┌──

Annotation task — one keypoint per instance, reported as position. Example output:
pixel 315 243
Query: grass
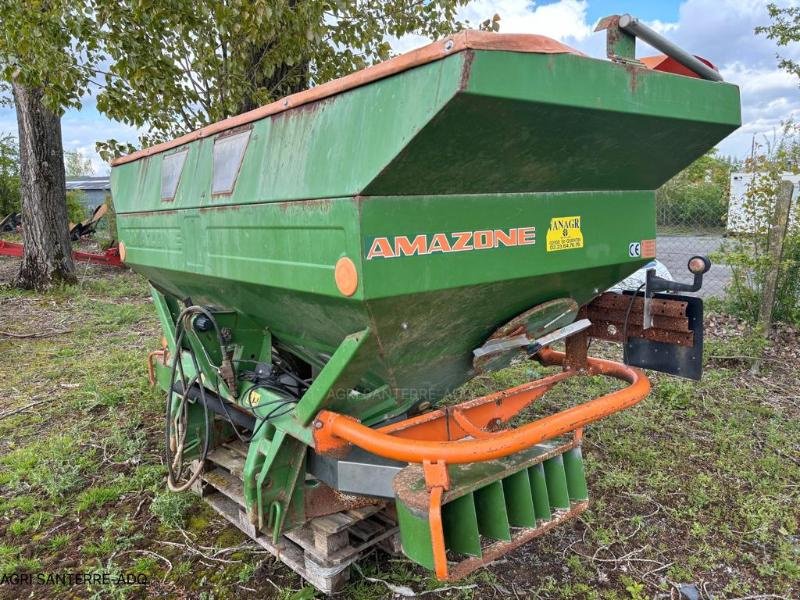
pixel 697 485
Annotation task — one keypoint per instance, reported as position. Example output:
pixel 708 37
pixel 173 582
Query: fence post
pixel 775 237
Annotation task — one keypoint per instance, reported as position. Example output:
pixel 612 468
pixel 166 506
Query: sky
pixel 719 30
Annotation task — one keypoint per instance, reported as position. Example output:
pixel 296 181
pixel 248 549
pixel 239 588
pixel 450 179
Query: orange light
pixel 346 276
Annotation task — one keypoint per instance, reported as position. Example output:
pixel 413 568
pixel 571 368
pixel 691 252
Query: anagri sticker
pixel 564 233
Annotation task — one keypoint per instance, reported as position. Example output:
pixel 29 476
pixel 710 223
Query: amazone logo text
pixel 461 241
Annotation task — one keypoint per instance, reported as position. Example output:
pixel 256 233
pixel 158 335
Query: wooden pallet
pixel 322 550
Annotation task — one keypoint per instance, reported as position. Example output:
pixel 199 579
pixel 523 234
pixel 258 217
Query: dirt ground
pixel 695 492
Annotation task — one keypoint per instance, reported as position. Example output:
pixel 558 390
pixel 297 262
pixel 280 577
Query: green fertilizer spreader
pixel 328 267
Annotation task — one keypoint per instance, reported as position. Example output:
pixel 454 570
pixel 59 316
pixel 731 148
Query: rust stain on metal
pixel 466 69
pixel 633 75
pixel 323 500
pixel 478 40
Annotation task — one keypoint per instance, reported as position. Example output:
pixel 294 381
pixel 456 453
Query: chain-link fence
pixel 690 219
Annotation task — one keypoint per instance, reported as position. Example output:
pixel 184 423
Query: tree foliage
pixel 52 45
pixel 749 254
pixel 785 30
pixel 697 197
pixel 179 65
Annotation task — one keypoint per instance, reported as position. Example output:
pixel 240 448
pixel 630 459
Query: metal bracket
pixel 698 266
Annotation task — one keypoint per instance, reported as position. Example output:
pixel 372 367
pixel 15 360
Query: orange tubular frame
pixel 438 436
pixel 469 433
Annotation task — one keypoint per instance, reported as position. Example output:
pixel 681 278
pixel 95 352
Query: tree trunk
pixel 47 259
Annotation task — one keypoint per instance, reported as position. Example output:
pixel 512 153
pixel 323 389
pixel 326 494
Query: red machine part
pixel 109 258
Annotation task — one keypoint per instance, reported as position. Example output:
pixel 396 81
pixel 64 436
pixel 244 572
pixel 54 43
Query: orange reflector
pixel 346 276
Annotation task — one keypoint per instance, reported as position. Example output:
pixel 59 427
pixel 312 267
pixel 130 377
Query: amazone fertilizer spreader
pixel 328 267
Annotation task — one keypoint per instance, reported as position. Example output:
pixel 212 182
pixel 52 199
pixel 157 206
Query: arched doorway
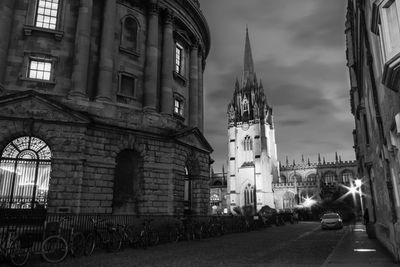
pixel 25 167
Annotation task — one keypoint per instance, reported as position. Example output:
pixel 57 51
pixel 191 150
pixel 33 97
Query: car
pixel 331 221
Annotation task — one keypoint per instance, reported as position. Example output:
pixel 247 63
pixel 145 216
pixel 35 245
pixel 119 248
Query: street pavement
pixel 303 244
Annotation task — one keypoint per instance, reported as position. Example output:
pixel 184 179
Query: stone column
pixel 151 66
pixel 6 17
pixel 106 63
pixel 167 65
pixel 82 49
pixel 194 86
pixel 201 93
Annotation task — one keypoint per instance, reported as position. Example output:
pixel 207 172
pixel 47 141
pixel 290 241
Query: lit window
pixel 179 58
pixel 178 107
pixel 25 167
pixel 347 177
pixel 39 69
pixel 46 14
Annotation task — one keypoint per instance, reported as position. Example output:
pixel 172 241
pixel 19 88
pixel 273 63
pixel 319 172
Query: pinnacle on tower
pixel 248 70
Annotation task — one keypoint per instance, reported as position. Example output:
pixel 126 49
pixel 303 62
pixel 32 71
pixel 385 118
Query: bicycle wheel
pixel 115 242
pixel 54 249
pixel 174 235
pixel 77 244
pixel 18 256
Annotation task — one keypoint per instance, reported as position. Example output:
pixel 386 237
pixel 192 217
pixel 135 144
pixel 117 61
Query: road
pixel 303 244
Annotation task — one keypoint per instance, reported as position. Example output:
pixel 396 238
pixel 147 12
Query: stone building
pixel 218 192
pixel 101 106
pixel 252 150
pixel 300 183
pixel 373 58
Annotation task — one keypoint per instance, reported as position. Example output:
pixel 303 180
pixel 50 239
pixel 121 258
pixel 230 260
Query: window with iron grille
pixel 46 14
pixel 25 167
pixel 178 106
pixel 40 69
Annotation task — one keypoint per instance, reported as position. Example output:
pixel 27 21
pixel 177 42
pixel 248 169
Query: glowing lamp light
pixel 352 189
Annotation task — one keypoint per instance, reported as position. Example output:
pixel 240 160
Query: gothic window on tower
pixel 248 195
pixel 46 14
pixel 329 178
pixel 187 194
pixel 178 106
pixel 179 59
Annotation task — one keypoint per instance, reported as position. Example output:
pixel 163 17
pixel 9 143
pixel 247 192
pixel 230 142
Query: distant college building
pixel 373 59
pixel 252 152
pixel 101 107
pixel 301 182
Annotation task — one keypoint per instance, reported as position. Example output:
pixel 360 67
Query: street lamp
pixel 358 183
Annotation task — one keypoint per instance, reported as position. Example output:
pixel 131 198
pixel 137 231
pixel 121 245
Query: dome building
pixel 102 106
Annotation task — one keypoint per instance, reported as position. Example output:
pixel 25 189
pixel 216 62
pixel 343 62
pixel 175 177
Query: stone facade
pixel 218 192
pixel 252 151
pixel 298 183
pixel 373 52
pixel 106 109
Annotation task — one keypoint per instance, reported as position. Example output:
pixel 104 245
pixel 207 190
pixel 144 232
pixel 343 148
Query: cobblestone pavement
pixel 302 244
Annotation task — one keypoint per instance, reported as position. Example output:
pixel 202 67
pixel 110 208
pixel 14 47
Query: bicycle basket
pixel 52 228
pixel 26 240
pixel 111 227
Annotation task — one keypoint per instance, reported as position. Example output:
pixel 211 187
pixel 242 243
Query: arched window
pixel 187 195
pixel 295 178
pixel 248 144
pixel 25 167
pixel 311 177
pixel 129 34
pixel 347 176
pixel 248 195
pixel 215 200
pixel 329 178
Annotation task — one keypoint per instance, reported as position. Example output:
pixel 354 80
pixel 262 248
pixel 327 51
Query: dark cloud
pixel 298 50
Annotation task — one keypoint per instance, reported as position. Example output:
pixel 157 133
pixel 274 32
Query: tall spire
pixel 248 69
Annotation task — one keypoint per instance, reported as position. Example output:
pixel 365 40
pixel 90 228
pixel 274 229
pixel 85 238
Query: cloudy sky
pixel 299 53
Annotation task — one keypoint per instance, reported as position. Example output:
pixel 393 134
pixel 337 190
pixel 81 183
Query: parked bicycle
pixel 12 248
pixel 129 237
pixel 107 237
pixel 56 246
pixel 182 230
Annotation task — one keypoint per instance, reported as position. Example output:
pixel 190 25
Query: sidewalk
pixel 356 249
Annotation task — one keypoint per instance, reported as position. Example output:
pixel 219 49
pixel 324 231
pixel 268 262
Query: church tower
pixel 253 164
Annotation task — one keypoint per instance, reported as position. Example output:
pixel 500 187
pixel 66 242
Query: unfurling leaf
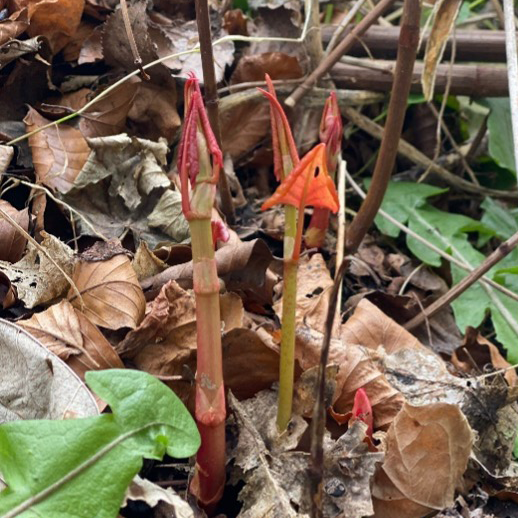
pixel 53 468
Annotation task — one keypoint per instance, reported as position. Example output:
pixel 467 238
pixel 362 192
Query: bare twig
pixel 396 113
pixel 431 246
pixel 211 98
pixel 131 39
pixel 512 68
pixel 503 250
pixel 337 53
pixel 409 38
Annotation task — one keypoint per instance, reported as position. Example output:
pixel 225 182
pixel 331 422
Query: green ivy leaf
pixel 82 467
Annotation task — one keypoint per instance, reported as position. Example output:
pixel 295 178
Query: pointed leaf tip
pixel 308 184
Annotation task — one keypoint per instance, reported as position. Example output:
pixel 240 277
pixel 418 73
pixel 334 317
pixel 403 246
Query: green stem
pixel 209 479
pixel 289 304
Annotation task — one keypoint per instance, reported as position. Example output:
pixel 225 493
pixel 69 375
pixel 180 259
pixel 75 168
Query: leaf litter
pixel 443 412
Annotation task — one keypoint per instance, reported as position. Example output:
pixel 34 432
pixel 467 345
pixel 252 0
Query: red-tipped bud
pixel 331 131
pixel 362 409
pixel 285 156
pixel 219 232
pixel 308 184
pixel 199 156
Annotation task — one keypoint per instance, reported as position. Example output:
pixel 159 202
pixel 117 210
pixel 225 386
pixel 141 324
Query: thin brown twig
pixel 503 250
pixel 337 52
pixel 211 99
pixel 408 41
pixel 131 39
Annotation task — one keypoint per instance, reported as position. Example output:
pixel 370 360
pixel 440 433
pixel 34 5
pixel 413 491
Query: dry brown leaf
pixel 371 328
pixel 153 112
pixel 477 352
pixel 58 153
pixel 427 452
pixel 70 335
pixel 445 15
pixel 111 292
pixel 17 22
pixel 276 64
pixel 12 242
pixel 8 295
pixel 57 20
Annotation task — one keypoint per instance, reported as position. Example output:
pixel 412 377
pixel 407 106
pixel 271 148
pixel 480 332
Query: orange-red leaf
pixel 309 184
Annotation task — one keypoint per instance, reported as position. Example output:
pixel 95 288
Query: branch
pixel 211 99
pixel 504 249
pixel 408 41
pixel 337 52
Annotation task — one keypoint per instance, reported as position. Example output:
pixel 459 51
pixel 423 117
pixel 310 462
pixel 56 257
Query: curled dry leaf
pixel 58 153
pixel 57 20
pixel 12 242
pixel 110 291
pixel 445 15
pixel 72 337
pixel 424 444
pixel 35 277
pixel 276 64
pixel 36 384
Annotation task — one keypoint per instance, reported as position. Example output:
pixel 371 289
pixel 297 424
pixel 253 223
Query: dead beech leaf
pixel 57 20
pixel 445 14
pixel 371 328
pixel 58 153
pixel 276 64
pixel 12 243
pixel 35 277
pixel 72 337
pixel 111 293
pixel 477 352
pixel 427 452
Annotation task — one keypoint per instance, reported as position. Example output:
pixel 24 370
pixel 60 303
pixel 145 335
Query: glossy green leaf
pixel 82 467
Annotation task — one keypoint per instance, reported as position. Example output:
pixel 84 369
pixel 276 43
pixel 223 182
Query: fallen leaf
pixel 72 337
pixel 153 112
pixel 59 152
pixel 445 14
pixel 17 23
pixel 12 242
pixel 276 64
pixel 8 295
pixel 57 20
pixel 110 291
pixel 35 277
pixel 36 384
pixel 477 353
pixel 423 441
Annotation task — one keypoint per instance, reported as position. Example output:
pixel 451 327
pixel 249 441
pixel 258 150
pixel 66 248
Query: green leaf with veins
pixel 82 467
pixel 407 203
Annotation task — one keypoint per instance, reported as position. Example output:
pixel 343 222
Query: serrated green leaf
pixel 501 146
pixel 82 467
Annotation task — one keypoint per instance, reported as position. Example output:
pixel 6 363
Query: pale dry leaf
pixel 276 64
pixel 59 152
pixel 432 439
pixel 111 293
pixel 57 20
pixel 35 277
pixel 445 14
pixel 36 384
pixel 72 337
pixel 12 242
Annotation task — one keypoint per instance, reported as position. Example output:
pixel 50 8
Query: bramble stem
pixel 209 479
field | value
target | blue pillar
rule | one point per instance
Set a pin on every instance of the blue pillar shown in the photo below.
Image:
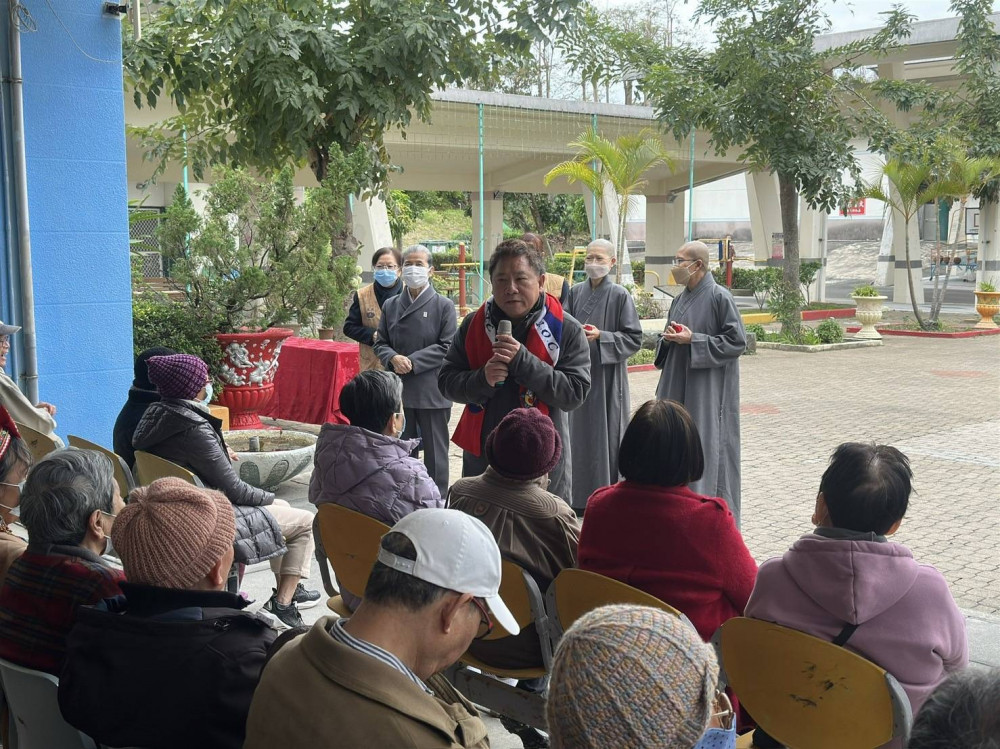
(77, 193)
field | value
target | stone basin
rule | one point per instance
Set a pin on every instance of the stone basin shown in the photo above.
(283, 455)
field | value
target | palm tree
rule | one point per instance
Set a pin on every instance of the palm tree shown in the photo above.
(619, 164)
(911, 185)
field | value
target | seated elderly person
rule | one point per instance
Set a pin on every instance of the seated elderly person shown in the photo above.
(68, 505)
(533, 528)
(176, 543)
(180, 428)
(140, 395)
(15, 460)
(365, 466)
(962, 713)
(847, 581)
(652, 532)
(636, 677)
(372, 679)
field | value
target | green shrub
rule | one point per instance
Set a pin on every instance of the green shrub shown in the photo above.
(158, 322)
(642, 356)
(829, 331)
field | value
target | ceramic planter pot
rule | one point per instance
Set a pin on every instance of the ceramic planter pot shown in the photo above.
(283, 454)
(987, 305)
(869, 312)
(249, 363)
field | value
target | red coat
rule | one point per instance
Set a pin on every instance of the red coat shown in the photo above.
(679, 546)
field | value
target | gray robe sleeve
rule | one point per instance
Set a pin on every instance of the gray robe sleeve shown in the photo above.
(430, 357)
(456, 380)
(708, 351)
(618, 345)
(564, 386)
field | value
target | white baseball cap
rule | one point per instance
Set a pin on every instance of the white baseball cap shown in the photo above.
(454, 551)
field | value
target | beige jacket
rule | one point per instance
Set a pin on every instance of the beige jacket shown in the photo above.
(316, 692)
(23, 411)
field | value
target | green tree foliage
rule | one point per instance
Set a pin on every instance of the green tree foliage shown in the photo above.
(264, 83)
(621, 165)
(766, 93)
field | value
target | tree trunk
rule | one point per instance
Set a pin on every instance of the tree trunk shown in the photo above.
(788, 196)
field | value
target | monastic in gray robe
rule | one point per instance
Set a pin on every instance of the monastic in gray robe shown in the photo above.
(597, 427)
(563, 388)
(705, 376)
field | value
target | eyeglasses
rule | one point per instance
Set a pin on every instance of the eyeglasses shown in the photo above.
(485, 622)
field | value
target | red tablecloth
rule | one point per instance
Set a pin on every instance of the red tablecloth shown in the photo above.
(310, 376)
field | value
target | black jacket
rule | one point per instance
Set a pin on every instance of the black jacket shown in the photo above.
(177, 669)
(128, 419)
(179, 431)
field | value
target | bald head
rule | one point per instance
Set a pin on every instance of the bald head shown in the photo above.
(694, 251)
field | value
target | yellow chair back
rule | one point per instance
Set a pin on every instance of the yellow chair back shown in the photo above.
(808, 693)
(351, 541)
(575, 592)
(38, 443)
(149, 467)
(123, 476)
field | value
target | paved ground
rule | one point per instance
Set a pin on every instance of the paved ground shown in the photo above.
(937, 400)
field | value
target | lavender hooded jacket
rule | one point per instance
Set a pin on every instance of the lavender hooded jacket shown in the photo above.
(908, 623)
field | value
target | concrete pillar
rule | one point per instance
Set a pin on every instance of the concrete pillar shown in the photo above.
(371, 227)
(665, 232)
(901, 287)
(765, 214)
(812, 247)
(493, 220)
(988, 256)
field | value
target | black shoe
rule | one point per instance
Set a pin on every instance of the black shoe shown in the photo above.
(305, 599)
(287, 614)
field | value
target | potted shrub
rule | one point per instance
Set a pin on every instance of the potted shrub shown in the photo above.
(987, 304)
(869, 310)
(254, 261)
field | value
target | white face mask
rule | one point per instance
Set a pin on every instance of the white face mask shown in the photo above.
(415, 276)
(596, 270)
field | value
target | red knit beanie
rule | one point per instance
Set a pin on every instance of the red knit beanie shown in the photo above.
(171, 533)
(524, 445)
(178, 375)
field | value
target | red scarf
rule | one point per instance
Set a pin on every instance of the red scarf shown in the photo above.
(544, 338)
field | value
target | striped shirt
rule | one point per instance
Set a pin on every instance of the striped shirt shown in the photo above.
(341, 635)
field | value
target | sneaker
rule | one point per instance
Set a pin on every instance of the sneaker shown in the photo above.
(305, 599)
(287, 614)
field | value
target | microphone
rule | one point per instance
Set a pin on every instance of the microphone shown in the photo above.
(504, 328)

└──

Please output the records from the first line through the line holding "pixel 564 233", both included, as a Markdown table with columns Row and Line. Give each line its own numbered row, skip blank lines, and leave the pictures out.

• **THE COMPLETED TASK**:
| Row | Line |
|---|---|
| 1 | Annotation task — one keypoint per instance, reported as position. Example output: |
| 2 | pixel 315 243 |
| 3 | Query: grass |
| 4 | pixel 697 485 |
| 5 | Annotation task — one keypoint per instance, reported as position. Example output: |
| 6 | pixel 708 37 |
| 7 | pixel 173 582 |
| 8 | Query: fence post |
| 9 | pixel 775 237 |
| 10 | Annotation task — one keypoint per instance, reported as position. Example output: |
| 11 | pixel 612 468 |
| 12 | pixel 166 506 |
| 13 | Query: sky |
| 14 | pixel 719 30 |
| 15 | Annotation task — one keypoint per instance, reported as position. Example output: |
| 16 | pixel 296 181 |
| 17 | pixel 248 549 |
| 18 | pixel 239 588 |
| 19 | pixel 450 179 |
| 20 | Query: orange light |
| 21 | pixel 346 276 |
| 22 | Annotation task — one keypoint per instance, reported as position. Example output: |
| 23 | pixel 413 568 |
| 24 | pixel 571 368 |
| 25 | pixel 691 252 |
| 26 | Query: anagri sticker |
| 27 | pixel 564 233 |